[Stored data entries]
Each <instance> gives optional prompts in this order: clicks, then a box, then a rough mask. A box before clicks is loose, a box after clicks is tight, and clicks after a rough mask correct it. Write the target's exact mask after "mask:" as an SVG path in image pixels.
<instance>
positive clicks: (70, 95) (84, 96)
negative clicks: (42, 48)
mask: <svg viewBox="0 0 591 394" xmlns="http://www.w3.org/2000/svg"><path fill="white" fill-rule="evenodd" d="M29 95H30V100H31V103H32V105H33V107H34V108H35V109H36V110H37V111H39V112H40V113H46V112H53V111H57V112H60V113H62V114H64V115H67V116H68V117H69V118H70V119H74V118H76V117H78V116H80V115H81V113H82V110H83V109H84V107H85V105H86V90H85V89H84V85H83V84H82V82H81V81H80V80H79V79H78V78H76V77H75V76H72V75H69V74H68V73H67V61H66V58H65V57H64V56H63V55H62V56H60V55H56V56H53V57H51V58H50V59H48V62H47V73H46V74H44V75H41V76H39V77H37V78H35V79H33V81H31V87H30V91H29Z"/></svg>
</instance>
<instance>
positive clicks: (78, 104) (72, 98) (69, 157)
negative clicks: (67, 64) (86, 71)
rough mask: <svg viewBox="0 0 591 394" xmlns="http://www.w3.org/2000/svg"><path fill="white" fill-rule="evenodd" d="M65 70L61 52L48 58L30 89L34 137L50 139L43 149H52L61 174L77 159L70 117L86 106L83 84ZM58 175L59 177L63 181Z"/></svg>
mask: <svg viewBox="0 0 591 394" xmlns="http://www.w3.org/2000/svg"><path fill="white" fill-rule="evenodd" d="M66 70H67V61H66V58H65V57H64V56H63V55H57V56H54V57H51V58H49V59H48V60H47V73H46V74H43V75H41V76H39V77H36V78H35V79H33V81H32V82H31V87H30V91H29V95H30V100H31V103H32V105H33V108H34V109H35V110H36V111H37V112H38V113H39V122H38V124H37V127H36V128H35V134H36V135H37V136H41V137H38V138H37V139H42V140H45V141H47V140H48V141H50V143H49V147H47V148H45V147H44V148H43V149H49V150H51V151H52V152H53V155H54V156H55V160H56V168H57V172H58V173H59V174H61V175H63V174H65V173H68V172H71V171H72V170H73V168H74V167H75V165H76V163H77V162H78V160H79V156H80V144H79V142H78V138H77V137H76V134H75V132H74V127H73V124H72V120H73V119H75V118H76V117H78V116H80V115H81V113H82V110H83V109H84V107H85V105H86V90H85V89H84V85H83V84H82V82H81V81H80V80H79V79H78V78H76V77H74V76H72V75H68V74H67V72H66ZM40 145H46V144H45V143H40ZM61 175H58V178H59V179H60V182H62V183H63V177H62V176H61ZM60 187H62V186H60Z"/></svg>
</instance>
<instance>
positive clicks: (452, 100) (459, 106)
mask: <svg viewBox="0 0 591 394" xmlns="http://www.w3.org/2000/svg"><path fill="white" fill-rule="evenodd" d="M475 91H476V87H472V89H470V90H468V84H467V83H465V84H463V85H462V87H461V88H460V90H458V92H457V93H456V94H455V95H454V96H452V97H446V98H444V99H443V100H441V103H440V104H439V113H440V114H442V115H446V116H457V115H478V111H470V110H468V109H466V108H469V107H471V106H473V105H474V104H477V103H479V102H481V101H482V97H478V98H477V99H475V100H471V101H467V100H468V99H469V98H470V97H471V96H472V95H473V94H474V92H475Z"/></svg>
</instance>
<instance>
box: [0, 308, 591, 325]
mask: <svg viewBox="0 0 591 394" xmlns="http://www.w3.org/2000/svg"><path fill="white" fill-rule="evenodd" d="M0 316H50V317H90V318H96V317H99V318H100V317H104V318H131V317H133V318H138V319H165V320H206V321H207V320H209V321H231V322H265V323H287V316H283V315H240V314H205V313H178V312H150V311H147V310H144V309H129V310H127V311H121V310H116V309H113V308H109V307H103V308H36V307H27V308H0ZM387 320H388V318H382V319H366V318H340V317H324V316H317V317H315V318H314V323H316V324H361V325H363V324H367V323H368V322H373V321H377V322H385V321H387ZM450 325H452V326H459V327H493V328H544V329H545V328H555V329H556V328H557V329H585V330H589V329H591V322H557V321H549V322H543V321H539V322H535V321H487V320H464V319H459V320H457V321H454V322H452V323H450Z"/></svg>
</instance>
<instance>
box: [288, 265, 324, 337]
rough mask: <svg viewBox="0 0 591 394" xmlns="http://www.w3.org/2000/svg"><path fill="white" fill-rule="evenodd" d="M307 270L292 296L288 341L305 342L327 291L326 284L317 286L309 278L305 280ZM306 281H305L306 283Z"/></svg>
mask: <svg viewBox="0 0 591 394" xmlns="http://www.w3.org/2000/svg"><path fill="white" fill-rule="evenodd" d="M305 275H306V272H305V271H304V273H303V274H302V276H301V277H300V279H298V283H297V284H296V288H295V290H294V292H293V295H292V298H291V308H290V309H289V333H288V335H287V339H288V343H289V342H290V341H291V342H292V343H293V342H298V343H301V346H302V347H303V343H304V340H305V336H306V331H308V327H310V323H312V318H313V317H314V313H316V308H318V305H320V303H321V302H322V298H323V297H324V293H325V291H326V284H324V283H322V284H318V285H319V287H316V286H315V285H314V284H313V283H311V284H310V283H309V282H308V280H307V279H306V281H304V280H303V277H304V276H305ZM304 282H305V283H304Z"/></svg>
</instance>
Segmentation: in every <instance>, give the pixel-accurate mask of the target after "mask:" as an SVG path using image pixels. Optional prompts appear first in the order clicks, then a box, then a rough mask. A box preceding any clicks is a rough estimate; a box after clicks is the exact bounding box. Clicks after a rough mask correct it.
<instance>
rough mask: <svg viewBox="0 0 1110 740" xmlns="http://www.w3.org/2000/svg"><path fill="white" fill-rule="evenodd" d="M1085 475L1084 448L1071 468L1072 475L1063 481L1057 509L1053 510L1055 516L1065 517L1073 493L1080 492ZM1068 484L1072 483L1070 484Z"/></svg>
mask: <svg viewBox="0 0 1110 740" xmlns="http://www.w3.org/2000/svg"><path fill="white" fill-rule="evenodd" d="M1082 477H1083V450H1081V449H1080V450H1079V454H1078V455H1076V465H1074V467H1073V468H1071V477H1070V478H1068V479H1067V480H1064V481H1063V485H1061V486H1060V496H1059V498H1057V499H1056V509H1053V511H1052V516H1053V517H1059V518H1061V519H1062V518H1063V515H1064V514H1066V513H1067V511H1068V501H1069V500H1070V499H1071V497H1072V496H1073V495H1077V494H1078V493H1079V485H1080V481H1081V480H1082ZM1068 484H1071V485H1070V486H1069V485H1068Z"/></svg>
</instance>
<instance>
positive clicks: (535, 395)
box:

#### What you have to do
Repeat each of the entries exactly.

#### Answer to the exercise
Each <instance> gives optional prompts in this order: clicks, then a box, then a rough mask. A box before clicks is loose, a box after clicks is tight, and clicks after a rough mask correct it. Write the target's exact mask after "mask:" as an SVG path in image pixels.
<instance>
positive clicks: (70, 95) (84, 96)
negative clicks: (42, 48)
mask: <svg viewBox="0 0 591 394" xmlns="http://www.w3.org/2000/svg"><path fill="white" fill-rule="evenodd" d="M29 95H30V100H31V103H32V105H33V107H34V108H35V109H36V110H37V111H39V112H40V113H46V112H53V111H57V112H60V113H62V114H64V115H67V116H68V117H69V118H70V119H74V118H76V117H78V116H80V115H81V113H82V110H83V109H84V107H85V105H86V90H85V89H84V85H83V84H82V82H81V81H80V80H79V79H78V78H76V77H75V76H72V75H69V74H68V73H67V61H66V58H65V57H64V56H63V55H62V56H60V55H56V56H53V57H51V58H50V59H48V62H47V73H46V74H44V75H41V76H39V77H37V78H35V79H33V81H31V87H30V91H29Z"/></svg>
</instance>
<instance>
positive clicks: (78, 104) (72, 98) (69, 157)
negative clicks: (67, 64) (86, 71)
rough mask: <svg viewBox="0 0 591 394" xmlns="http://www.w3.org/2000/svg"><path fill="white" fill-rule="evenodd" d="M65 70L61 52L48 58L30 89L34 137L50 139L43 149H52L61 174L77 159L70 117L86 106L83 84ZM58 175L59 177L63 181Z"/></svg>
mask: <svg viewBox="0 0 591 394" xmlns="http://www.w3.org/2000/svg"><path fill="white" fill-rule="evenodd" d="M66 70H67V61H66V58H65V57H64V56H63V55H57V56H54V57H51V58H49V59H48V60H47V73H46V74H43V75H41V76H39V77H36V78H35V79H33V81H32V82H31V87H30V91H29V95H30V100H31V103H32V105H33V108H34V109H35V110H36V111H37V112H38V113H39V122H38V124H37V127H36V128H35V134H36V135H37V136H41V137H38V138H37V139H42V140H45V141H47V140H48V141H50V143H49V147H47V148H45V147H44V148H43V149H49V150H51V151H52V152H53V155H54V156H55V160H56V168H57V172H58V173H59V174H61V175H63V174H65V173H68V172H71V171H72V170H73V168H74V167H75V165H76V163H77V162H78V160H79V156H80V144H79V142H78V138H77V137H76V134H75V132H74V127H73V124H72V120H73V119H75V118H76V117H78V116H80V115H81V113H82V110H83V109H84V107H85V105H86V90H85V89H84V85H83V84H82V82H81V81H80V80H79V79H78V78H76V77H74V76H72V75H68V74H67V72H66ZM40 145H46V144H45V143H40ZM61 175H58V178H59V179H60V182H62V183H63V177H62V176H61ZM60 187H62V186H60Z"/></svg>
</instance>
<instance>
positive clicks: (452, 100) (459, 106)
mask: <svg viewBox="0 0 591 394" xmlns="http://www.w3.org/2000/svg"><path fill="white" fill-rule="evenodd" d="M475 91H476V87H472V89H470V90H468V84H467V83H465V84H463V85H462V87H461V88H460V90H458V92H457V93H456V94H455V95H454V96H452V97H446V98H444V99H443V100H441V103H440V104H439V113H440V114H442V115H446V116H457V115H478V111H470V110H468V109H466V108H469V107H471V106H473V105H474V104H477V103H479V102H481V101H482V97H478V98H477V99H475V100H471V101H467V100H468V99H469V98H470V97H471V96H472V95H473V94H474V92H475Z"/></svg>
</instance>
<instance>
box: [0, 308, 591, 325]
mask: <svg viewBox="0 0 591 394" xmlns="http://www.w3.org/2000/svg"><path fill="white" fill-rule="evenodd" d="M0 316H50V317H90V318H96V317H99V318H100V317H104V318H131V317H133V318H138V319H165V320H206V321H207V320H209V321H231V322H265V323H287V316H283V315H240V314H205V313H178V312H150V311H147V310H144V309H129V310H127V311H121V310H116V309H113V308H109V307H103V308H36V307H27V308H0ZM387 320H388V318H382V319H366V318H340V317H324V316H317V317H315V318H314V323H316V324H361V325H363V324H367V323H368V322H373V321H377V322H385V321H387ZM450 325H452V326H459V327H493V328H544V329H545V328H555V329H556V328H557V329H585V330H589V329H591V322H557V321H549V322H543V321H539V322H535V321H487V320H464V319H459V320H457V321H454V322H452V323H450Z"/></svg>
</instance>
<instance>
box: [288, 265, 324, 337]
rough mask: <svg viewBox="0 0 591 394" xmlns="http://www.w3.org/2000/svg"><path fill="white" fill-rule="evenodd" d="M307 270L292 296L288 341L305 342L327 291L326 284L317 286L309 278L305 280ZM306 281H305L306 283Z"/></svg>
mask: <svg viewBox="0 0 591 394" xmlns="http://www.w3.org/2000/svg"><path fill="white" fill-rule="evenodd" d="M305 275H306V272H305V271H304V273H303V274H302V276H301V277H300V279H298V283H297V284H296V288H295V290H294V292H293V295H292V298H291V308H290V309H289V333H288V335H287V339H288V343H289V342H290V341H291V342H292V343H293V342H298V343H301V346H302V347H303V343H304V340H305V336H306V331H308V327H310V323H312V318H313V317H314V313H316V308H318V305H320V303H321V302H322V298H323V297H324V293H325V291H326V284H324V283H322V284H318V285H319V287H316V286H315V285H314V284H313V283H311V284H310V283H309V282H308V280H307V279H306V281H304V280H303V277H304V276H305ZM304 282H305V283H304Z"/></svg>
</instance>
Segmentation: in every <instance>, give the pixel-accurate mask of the target after "mask:" as an SVG path using image pixels. Optional prompts appear first in the order clicks, then a box, then a rough mask. A box preceding any clicks is a rough estimate; a box after clicks is the exact bounding box. Clicks after a rough mask correct it.
<instance>
rough mask: <svg viewBox="0 0 1110 740" xmlns="http://www.w3.org/2000/svg"><path fill="white" fill-rule="evenodd" d="M1085 475L1084 448L1071 468L1072 475L1063 481L1057 509L1053 510L1055 516L1065 517L1073 493L1080 492ZM1068 484L1072 483L1070 484Z"/></svg>
mask: <svg viewBox="0 0 1110 740" xmlns="http://www.w3.org/2000/svg"><path fill="white" fill-rule="evenodd" d="M1082 477H1083V450H1081V449H1080V450H1079V454H1078V455H1076V465H1074V467H1073V468H1071V477H1070V478H1068V479H1067V480H1064V481H1063V485H1061V486H1060V496H1059V498H1057V499H1056V509H1053V511H1052V516H1053V517H1059V518H1061V519H1062V518H1063V515H1064V514H1066V513H1067V511H1068V501H1069V500H1070V499H1071V497H1072V496H1073V495H1077V494H1078V493H1079V485H1080V481H1081V480H1082ZM1068 484H1071V485H1070V486H1069V485H1068Z"/></svg>
</instance>
<instance>
positive clicks: (535, 395)
box:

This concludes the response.